_Directions for this task_
Please output every line of the entries below unchanged, leaving the pictures out of your answer.

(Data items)
- - - -

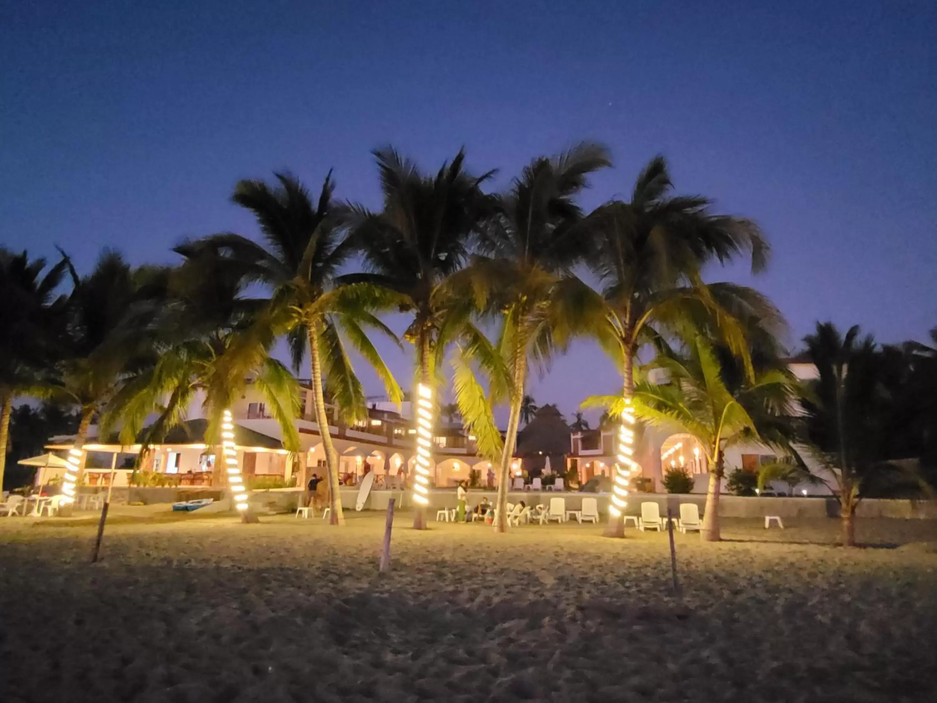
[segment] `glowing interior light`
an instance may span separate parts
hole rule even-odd
[[[621,412],[621,427],[618,430],[618,463],[614,467],[615,482],[612,484],[612,502],[609,512],[616,517],[625,512],[628,504],[628,481],[637,469],[632,459],[634,453],[634,432],[628,426],[634,424],[634,408],[631,398],[625,399],[625,409]]]
[[[67,505],[69,503],[75,502],[75,493],[77,493],[78,486],[78,475],[82,472],[82,455],[83,455],[81,449],[69,449],[68,458],[67,463],[68,464],[65,470],[65,476],[62,478],[62,504]]]
[[[429,503],[429,457],[433,437],[433,389],[424,383],[417,384],[420,396],[416,408],[416,472],[413,476],[413,500],[421,504]]]

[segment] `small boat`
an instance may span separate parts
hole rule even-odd
[[[200,498],[195,501],[183,501],[182,502],[172,503],[172,510],[192,512],[193,510],[198,510],[199,508],[203,508],[209,503],[215,502],[214,498]]]

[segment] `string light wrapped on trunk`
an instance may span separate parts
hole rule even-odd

- - - -

_Finished task_
[segment] `glowing interior light`
an instance may span separate parts
hole rule even-odd
[[[621,412],[621,427],[618,430],[618,463],[614,467],[615,482],[612,484],[612,502],[609,512],[616,517],[625,512],[628,504],[628,481],[637,469],[632,459],[634,453],[634,432],[628,426],[634,424],[634,408],[631,398],[625,399],[625,409]]]
[[[67,505],[69,503],[75,502],[75,493],[77,493],[78,486],[78,475],[82,472],[82,455],[83,455],[81,449],[69,449],[68,458],[67,463],[68,464],[65,470],[65,476],[62,478],[62,504]]]
[[[429,503],[429,457],[433,437],[433,389],[424,383],[417,384],[420,396],[416,408],[416,472],[413,476],[413,500],[421,504]]]

[segment] `small boat`
an instance may span separate parts
hole rule even-odd
[[[200,498],[195,501],[183,501],[182,502],[172,503],[172,510],[192,512],[193,510],[198,510],[199,508],[203,508],[209,503],[215,502],[214,498]]]

[segment] `string light wrapped on trunk`
an instance may span separate parts
hole rule even-odd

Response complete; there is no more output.